(Stored items)

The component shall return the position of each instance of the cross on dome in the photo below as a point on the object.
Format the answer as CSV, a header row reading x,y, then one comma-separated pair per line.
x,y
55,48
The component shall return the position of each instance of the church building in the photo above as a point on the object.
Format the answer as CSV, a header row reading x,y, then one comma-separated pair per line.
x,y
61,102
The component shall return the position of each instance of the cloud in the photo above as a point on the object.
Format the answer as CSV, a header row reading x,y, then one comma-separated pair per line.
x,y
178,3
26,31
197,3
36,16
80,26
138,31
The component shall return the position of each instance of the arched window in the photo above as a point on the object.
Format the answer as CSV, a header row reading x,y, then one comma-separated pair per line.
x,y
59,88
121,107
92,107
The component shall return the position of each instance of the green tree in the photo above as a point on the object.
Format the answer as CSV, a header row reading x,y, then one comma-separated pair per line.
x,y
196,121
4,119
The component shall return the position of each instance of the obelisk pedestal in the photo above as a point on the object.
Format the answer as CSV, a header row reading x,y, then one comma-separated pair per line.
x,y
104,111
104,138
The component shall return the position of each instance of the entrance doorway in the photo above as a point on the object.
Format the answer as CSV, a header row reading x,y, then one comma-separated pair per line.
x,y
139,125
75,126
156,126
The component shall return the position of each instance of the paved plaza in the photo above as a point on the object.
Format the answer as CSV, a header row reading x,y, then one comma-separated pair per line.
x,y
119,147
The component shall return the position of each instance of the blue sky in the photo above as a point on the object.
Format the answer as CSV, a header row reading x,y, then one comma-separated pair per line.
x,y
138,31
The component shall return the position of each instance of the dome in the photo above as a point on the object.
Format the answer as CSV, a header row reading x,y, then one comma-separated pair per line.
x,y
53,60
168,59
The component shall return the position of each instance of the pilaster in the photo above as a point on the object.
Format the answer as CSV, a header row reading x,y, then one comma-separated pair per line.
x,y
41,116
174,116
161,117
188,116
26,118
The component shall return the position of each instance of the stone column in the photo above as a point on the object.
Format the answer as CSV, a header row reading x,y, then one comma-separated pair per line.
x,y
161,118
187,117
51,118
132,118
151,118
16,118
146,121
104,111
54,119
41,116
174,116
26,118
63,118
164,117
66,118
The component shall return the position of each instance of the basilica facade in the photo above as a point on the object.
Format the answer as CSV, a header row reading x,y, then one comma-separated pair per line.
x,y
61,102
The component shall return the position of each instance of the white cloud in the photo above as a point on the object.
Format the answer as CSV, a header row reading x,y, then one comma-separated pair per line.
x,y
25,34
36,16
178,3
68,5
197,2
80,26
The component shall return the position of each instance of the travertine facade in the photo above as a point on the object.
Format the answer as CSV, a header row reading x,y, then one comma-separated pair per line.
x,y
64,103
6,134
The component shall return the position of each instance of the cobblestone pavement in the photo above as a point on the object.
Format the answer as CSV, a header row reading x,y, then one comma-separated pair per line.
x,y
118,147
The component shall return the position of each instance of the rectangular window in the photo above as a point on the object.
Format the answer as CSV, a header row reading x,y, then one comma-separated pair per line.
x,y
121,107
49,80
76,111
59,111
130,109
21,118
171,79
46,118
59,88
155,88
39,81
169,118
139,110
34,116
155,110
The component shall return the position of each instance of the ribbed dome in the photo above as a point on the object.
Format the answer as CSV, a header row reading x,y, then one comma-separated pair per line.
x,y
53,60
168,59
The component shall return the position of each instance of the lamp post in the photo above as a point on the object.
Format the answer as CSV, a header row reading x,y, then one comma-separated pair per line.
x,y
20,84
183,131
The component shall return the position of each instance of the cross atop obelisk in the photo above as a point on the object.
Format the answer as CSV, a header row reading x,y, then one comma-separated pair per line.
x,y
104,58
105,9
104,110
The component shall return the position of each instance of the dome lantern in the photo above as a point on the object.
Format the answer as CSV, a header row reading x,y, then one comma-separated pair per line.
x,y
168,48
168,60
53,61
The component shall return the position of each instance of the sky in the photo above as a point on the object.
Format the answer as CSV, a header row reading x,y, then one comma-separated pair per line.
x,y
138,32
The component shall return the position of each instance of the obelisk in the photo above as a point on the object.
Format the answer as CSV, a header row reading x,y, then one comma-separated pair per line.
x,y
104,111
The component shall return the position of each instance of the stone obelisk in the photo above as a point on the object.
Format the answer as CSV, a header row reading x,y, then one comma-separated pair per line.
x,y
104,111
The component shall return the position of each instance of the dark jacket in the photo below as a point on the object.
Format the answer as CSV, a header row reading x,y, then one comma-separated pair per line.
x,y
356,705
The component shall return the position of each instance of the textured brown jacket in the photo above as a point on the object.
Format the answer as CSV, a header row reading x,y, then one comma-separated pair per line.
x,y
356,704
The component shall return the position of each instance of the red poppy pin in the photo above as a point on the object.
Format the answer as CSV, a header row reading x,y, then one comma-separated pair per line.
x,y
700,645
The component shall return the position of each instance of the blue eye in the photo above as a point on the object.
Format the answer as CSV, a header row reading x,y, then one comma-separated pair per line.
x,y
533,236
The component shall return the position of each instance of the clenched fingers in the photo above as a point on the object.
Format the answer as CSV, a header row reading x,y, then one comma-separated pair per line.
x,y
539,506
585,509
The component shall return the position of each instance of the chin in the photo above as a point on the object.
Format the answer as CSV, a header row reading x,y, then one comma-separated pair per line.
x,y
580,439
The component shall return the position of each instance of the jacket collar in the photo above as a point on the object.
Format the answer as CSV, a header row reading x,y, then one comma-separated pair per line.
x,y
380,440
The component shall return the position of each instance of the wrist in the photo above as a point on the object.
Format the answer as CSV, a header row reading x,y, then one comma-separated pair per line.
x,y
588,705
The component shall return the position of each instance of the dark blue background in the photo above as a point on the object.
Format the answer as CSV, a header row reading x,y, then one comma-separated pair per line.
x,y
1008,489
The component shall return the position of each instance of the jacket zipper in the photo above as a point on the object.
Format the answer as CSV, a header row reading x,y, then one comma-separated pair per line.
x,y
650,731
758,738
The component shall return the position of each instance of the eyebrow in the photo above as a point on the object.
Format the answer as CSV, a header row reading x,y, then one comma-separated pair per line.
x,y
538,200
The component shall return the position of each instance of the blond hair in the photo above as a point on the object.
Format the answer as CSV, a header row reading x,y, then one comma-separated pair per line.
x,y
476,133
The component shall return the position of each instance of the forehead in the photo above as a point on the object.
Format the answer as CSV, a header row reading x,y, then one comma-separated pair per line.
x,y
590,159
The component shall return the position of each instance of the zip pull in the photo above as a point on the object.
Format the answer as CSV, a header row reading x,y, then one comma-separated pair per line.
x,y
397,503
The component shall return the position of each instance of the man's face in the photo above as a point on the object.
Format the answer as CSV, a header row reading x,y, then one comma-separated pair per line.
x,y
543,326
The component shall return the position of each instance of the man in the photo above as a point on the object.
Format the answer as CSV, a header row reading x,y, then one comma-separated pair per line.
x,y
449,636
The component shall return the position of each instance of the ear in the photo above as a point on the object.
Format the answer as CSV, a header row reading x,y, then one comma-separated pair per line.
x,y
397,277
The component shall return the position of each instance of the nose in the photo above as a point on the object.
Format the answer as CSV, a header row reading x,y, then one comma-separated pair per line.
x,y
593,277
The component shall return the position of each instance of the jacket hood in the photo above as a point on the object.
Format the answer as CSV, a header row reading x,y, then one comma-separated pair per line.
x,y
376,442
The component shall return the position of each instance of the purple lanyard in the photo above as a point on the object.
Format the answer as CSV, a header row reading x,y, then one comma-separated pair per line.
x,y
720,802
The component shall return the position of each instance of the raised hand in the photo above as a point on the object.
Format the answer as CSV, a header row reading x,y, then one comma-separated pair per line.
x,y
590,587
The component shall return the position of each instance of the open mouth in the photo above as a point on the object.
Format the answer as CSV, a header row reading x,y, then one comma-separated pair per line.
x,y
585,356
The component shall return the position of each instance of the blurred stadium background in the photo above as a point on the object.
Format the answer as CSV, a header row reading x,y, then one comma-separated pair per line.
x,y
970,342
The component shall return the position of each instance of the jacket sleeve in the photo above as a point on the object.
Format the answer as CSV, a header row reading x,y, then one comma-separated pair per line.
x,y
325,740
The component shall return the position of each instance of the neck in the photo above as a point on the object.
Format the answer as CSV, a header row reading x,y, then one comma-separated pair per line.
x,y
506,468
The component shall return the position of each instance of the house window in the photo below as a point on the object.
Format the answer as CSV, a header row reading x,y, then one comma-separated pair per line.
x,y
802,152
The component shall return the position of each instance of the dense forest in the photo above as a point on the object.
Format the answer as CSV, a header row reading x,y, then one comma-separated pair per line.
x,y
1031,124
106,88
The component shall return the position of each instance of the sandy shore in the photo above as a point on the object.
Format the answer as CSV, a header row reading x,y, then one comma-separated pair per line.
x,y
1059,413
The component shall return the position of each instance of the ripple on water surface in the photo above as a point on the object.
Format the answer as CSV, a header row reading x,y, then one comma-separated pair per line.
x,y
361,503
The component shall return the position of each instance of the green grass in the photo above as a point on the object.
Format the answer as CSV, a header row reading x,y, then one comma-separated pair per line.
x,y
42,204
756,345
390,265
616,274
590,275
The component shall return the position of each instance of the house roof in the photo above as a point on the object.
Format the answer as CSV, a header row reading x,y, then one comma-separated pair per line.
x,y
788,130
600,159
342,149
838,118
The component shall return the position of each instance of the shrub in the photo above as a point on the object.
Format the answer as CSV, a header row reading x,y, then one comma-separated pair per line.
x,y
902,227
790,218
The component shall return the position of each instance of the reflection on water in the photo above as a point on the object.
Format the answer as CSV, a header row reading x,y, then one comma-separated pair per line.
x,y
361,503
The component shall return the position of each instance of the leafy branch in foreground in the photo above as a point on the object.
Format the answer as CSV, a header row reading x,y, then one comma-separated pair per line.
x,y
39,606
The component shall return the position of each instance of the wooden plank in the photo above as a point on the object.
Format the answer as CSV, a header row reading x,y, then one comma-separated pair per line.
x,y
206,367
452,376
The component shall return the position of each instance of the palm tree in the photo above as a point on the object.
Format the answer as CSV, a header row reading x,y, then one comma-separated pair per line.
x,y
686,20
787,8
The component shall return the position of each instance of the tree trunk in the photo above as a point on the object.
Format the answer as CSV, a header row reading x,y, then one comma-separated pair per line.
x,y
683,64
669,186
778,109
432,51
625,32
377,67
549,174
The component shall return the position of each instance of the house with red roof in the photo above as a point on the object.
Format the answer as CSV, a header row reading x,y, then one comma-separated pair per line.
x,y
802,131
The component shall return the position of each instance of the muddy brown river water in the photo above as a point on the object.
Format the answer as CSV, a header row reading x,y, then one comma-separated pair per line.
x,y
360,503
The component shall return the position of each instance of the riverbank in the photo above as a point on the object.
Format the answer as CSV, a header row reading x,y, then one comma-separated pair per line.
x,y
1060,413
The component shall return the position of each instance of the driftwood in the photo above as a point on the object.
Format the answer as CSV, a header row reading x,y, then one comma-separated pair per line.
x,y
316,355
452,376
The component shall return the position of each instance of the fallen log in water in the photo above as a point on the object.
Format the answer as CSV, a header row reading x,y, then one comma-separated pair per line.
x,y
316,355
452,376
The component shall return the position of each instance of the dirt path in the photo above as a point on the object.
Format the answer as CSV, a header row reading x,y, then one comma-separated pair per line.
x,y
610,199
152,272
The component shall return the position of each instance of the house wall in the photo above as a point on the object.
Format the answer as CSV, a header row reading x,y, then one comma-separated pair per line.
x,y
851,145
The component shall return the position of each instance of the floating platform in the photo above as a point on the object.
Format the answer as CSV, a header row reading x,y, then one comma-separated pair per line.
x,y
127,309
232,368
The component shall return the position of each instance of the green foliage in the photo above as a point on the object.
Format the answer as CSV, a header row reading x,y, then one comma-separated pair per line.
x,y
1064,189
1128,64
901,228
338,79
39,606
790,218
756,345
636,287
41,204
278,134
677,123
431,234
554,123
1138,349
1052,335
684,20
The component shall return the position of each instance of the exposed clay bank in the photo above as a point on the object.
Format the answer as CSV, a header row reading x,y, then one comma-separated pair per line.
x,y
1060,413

**Task goal:** If a line in the data above includes the string "cloud", copy it.

**Answer for this exercise:**
The component shall return the position of each instance of the cloud in the photo above as a point on the object.
The component shall return the position of each instance of the white cloud in the photo above as a point on the object.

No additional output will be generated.